RECORDED INFORMATION:
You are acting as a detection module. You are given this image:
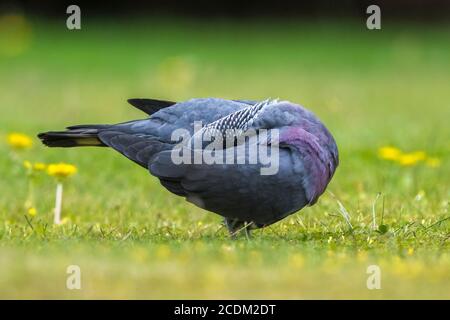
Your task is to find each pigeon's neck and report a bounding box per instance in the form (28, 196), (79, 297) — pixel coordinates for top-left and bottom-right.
(280, 126), (334, 204)
(280, 127), (329, 164)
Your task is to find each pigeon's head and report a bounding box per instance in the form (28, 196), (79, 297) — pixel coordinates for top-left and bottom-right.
(274, 103), (338, 165)
(274, 102), (339, 204)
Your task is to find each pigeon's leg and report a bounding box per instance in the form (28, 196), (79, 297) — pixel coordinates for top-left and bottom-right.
(224, 218), (241, 239)
(244, 223), (252, 240)
(224, 218), (253, 239)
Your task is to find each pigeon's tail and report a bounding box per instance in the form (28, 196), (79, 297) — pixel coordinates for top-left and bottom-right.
(38, 124), (109, 148)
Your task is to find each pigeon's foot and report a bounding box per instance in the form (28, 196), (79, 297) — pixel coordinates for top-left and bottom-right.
(224, 218), (254, 240)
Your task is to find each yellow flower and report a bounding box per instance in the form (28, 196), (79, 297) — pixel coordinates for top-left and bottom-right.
(23, 161), (47, 172)
(60, 217), (71, 225)
(28, 207), (37, 216)
(33, 162), (46, 171)
(47, 163), (77, 179)
(7, 132), (33, 150)
(425, 157), (441, 168)
(397, 151), (426, 166)
(378, 146), (401, 161)
(23, 160), (32, 169)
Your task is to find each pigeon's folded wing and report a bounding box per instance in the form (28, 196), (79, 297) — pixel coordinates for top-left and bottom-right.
(98, 131), (169, 167)
(149, 148), (307, 224)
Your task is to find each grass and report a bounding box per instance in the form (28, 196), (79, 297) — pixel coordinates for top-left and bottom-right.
(0, 17), (449, 299)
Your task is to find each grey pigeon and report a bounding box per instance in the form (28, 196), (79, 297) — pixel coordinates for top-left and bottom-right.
(38, 98), (338, 237)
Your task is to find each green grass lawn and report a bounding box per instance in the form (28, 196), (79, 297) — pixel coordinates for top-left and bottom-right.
(0, 17), (449, 299)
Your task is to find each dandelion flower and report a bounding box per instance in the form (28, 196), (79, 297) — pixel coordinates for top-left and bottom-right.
(33, 162), (47, 171)
(60, 217), (71, 225)
(378, 146), (401, 161)
(27, 207), (37, 216)
(23, 160), (32, 170)
(7, 132), (32, 150)
(47, 163), (77, 179)
(425, 157), (441, 168)
(47, 163), (77, 224)
(397, 151), (426, 166)
(24, 161), (47, 172)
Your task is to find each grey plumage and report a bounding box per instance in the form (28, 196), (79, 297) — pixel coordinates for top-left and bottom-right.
(206, 99), (273, 132)
(38, 97), (338, 236)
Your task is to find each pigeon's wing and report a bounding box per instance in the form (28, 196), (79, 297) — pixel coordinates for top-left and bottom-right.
(149, 150), (266, 220)
(99, 129), (188, 196)
(98, 131), (169, 168)
(94, 98), (275, 171)
(205, 99), (277, 133)
(127, 98), (176, 116)
(190, 99), (281, 149)
(149, 148), (307, 224)
(94, 98), (251, 169)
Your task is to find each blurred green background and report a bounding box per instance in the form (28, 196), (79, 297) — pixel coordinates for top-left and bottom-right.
(0, 2), (449, 299)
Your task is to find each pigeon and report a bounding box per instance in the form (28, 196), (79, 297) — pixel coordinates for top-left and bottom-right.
(38, 98), (339, 237)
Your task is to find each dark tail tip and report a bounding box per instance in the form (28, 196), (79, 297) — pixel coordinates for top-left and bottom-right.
(38, 129), (105, 148)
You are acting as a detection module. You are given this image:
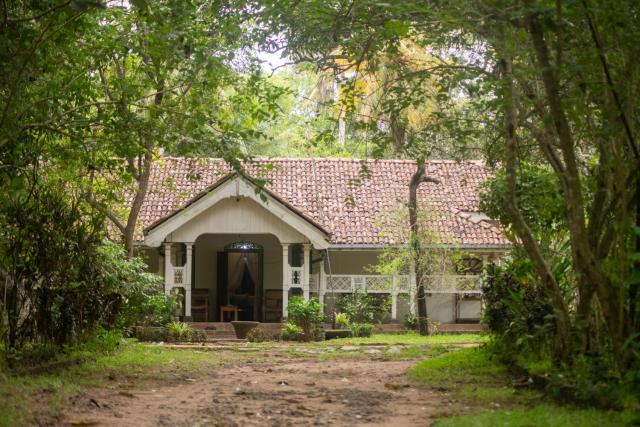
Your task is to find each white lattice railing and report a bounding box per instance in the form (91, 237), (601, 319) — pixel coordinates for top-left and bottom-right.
(326, 274), (400, 293)
(326, 274), (481, 294)
(422, 275), (481, 293)
(170, 266), (186, 286)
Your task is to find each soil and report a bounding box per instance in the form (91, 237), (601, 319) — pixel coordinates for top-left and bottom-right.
(60, 348), (450, 426)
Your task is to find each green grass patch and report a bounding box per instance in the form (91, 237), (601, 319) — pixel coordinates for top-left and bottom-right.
(412, 347), (639, 426)
(434, 404), (640, 427)
(321, 332), (487, 346)
(0, 340), (225, 427)
(410, 346), (540, 405)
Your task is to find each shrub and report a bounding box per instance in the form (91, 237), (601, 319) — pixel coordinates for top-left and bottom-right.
(334, 312), (350, 329)
(166, 322), (206, 342)
(281, 321), (304, 341)
(134, 326), (167, 342)
(134, 323), (206, 343)
(482, 261), (553, 358)
(287, 297), (325, 341)
(96, 241), (175, 332)
(167, 322), (191, 342)
(246, 327), (279, 342)
(337, 290), (390, 324)
(350, 323), (374, 337)
(404, 313), (418, 330)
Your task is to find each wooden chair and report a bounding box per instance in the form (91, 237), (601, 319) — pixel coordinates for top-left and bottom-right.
(262, 289), (282, 322)
(220, 305), (240, 322)
(191, 289), (209, 322)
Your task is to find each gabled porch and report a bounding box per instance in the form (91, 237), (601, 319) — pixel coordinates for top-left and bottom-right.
(162, 236), (321, 322)
(142, 173), (332, 321)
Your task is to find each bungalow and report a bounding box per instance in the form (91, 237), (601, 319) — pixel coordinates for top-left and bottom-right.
(136, 157), (509, 325)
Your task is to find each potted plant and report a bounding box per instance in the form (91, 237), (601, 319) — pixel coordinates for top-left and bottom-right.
(231, 320), (260, 339)
(325, 312), (351, 339)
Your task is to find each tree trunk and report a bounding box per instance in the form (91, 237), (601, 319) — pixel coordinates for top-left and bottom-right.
(409, 162), (428, 335)
(500, 52), (572, 364)
(121, 83), (164, 258)
(123, 148), (153, 258)
(525, 9), (629, 369)
(408, 162), (440, 336)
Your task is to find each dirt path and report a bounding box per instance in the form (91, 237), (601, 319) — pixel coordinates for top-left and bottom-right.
(62, 350), (447, 426)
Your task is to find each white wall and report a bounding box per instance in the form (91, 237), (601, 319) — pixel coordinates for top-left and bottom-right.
(167, 197), (308, 245)
(325, 250), (381, 275)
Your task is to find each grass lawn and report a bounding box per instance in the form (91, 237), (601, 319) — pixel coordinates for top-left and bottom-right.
(321, 332), (488, 346)
(410, 347), (640, 427)
(0, 340), (227, 427)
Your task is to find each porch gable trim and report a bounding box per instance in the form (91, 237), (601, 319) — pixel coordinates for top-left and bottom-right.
(143, 174), (331, 249)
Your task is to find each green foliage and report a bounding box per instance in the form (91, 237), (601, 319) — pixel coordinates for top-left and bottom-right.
(479, 164), (567, 238)
(246, 327), (279, 342)
(258, 0), (640, 381)
(280, 321), (304, 341)
(1, 328), (123, 371)
(1, 0), (273, 351)
(0, 340), (223, 426)
(133, 326), (168, 343)
(134, 324), (206, 343)
(404, 313), (418, 330)
(410, 347), (507, 390)
(336, 290), (390, 324)
(167, 322), (192, 342)
(286, 297), (325, 341)
(481, 260), (554, 359)
(350, 323), (373, 338)
(0, 177), (123, 350)
(434, 404), (639, 427)
(95, 241), (172, 331)
(334, 312), (350, 329)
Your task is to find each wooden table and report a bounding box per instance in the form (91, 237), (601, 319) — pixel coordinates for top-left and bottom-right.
(220, 305), (240, 322)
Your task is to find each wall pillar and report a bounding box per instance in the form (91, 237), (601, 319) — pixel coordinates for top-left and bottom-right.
(163, 242), (173, 295)
(184, 242), (194, 319)
(318, 256), (327, 305)
(409, 259), (417, 315)
(391, 275), (398, 321)
(302, 243), (311, 300)
(282, 244), (290, 319)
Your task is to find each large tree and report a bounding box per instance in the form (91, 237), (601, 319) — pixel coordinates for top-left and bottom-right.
(82, 1), (283, 256)
(256, 0), (640, 370)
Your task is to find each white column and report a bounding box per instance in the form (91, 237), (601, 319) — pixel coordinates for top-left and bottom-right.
(184, 242), (194, 318)
(302, 243), (311, 300)
(282, 244), (290, 320)
(318, 258), (327, 305)
(391, 275), (398, 320)
(164, 242), (173, 295)
(409, 260), (417, 315)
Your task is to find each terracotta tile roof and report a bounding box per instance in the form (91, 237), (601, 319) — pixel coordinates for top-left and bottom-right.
(136, 157), (509, 247)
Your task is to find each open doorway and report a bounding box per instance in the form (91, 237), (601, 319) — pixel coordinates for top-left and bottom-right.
(216, 242), (263, 321)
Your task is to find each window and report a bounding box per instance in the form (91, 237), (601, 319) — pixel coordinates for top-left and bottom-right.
(224, 241), (262, 252)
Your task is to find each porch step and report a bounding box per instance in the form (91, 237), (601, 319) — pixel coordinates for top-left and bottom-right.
(188, 322), (282, 342)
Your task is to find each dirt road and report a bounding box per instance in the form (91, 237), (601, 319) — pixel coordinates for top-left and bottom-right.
(62, 349), (447, 426)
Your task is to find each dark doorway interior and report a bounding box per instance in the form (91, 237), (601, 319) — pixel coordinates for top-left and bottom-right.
(216, 242), (263, 321)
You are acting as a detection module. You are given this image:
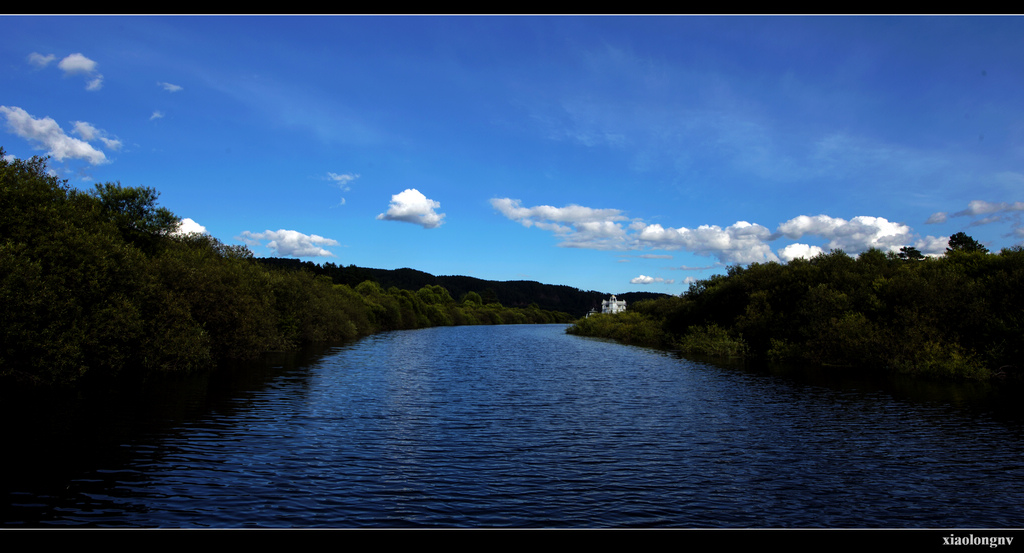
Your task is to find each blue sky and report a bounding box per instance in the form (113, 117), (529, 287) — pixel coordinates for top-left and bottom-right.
(3, 16), (1023, 294)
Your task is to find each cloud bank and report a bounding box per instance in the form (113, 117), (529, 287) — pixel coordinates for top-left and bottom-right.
(492, 198), (951, 265)
(238, 229), (339, 257)
(377, 189), (445, 228)
(637, 221), (777, 264)
(775, 214), (914, 253)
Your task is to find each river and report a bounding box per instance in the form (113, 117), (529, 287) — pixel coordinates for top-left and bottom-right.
(3, 324), (1024, 527)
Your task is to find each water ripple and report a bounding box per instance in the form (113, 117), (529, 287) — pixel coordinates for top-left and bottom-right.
(4, 324), (1024, 527)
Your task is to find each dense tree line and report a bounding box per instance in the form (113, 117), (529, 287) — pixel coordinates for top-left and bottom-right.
(0, 150), (572, 387)
(255, 258), (668, 318)
(569, 242), (1024, 381)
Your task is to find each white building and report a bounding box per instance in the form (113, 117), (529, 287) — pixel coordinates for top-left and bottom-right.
(601, 295), (627, 314)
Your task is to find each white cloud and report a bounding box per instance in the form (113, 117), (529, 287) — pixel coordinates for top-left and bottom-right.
(954, 200), (1024, 217)
(491, 198), (627, 226)
(0, 105), (107, 165)
(950, 200), (1024, 233)
(58, 53), (102, 90)
(929, 200), (1024, 231)
(490, 197), (632, 249)
(775, 214), (913, 253)
(158, 81), (183, 93)
(58, 53), (96, 74)
(492, 198), (776, 263)
(377, 188), (445, 228)
(778, 243), (825, 262)
(173, 218), (208, 236)
(630, 274), (675, 285)
(150, 111), (164, 120)
(238, 229), (339, 257)
(27, 52), (55, 68)
(72, 121), (121, 151)
(636, 221), (778, 264)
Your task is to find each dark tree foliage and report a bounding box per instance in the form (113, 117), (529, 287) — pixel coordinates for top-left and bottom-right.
(898, 246), (925, 261)
(568, 244), (1024, 381)
(947, 232), (990, 254)
(89, 182), (179, 254)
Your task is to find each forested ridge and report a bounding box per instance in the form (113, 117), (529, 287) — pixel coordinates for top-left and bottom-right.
(0, 150), (574, 387)
(255, 258), (667, 318)
(568, 239), (1024, 381)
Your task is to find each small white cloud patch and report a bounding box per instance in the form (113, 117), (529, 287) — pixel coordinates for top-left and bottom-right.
(328, 172), (359, 188)
(57, 53), (103, 90)
(377, 188), (445, 229)
(630, 274), (675, 284)
(27, 52), (55, 68)
(778, 243), (824, 262)
(173, 218), (208, 236)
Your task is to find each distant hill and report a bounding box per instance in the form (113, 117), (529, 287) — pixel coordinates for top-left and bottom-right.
(255, 259), (670, 318)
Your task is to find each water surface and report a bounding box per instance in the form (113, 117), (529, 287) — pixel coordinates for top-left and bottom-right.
(3, 324), (1023, 527)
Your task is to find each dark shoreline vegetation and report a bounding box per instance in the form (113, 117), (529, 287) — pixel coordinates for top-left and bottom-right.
(567, 238), (1024, 381)
(1, 150), (580, 388)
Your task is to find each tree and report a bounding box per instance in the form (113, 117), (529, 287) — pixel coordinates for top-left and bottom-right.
(89, 182), (179, 247)
(897, 246), (925, 261)
(946, 232), (989, 254)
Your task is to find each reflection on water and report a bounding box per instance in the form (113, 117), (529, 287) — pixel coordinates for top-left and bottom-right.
(3, 324), (1024, 527)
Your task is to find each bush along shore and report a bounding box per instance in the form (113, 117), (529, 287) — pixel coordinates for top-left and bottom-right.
(568, 242), (1024, 381)
(0, 150), (573, 388)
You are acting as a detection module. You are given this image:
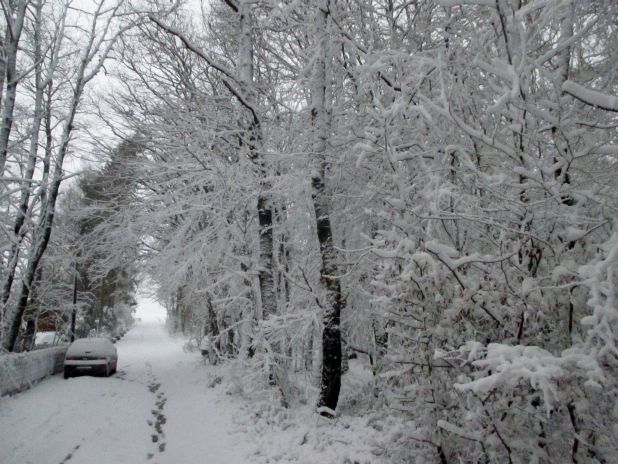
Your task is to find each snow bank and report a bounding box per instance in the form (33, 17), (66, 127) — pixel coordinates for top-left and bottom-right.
(0, 346), (67, 396)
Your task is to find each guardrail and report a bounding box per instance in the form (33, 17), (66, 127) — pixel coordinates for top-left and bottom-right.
(0, 346), (68, 396)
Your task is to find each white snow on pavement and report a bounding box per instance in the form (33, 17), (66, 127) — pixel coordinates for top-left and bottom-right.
(0, 373), (152, 464)
(1, 295), (390, 464)
(1, 296), (251, 464)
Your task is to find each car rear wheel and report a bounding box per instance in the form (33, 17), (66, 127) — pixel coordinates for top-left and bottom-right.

TASK INSTRUCTIONS: Only the lines from the line with "Your task is to find each snow" to the final line of the entries are to be returned, each exactly as written, both ends included.

PROBLEM SOLUTION:
Your task is to find each snow bank and report a bounding box per instance in the form (33, 17), (66, 127) — pixel coordinates for top-left and bottom-right.
(0, 346), (67, 396)
Your task is to find each guardrail and report a bounding box per instance in the form (33, 17), (66, 127) — pixel coordinates for top-left and bottom-right.
(0, 346), (68, 396)
Your task is to find each white snow on pavement and report a bounding box per instance in the form (33, 17), (66, 127) — pixel coordinates for top-left and bottom-right.
(0, 373), (152, 464)
(1, 295), (390, 464)
(1, 296), (251, 464)
Your task is to find each car rear wheel and report a bounding box per instance in the form (33, 17), (66, 127) — pixel coordinates for top-left and bottom-right.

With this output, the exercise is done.